▸ Source extract:
The CPU and graphics driver work together to feed the GPU with geometry
data, in the form of triangle primitives. Triangles are the basic building
blocks of all geometry you'll see on your screen, in any modern 3D
accelerator. Want to display a sphere, cylinder, box, or any other geometric
shape, on a computer screen? It's built from tris. The GPU processes those
tris in its vertex processors. The vertex processors are complex
mini-processors made up of a combination of vector (basically a point and
direction in 3D space) and scalar (how big the vector is) arithmetic units
(ALUs). They work together in a SIMD or MIMD fashion to output triangles to
the triangle setup engine.

▸ Dataset section:

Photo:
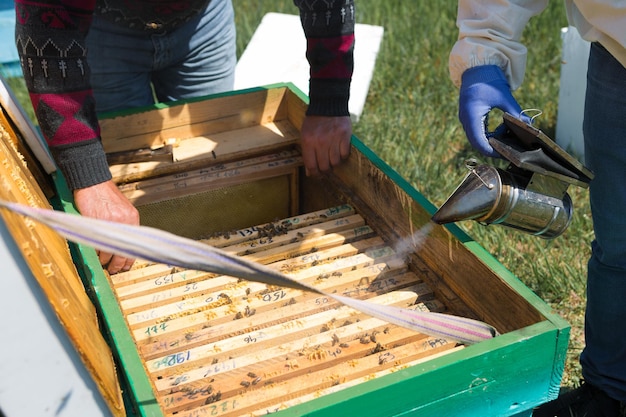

▸ Your tasks:
A – Write out the stretch of the GPU passage from "The CPU and" through "triangle setup engine.", substituting "triangles" for "tris".
B – According to the GPU passage, why is a sphere on the screen of a modern 3D accelerator built from tris?

▸ Solutions to the problems:
A –
The CPU and graphics driver work together to feed the GPU with geometry
data, in the form of triangle primitives. Triangles are the basic building
blocks of all geometry you'll see on your screen, in any modern 3D
accelerator. Want to display a sphere, cylinder, box, or any other geometric
shape, on a computer screen? It's built from triangles. The GPU processes those
triangles in its vertex processors. The vertex processors are complex
mini-processors made up of a combination of vector (basically a point and
direction in 3D space) and scalar (how big the vector is) arithmetic units
(ALUs). They work together in a SIMD or MIMD fashion to output triangles to
the triangle setup engine.

B – Triangles are the basic building blocks of all geometry displayed in any modern 3D accelerator. So any shape, including a sphere, is built from them.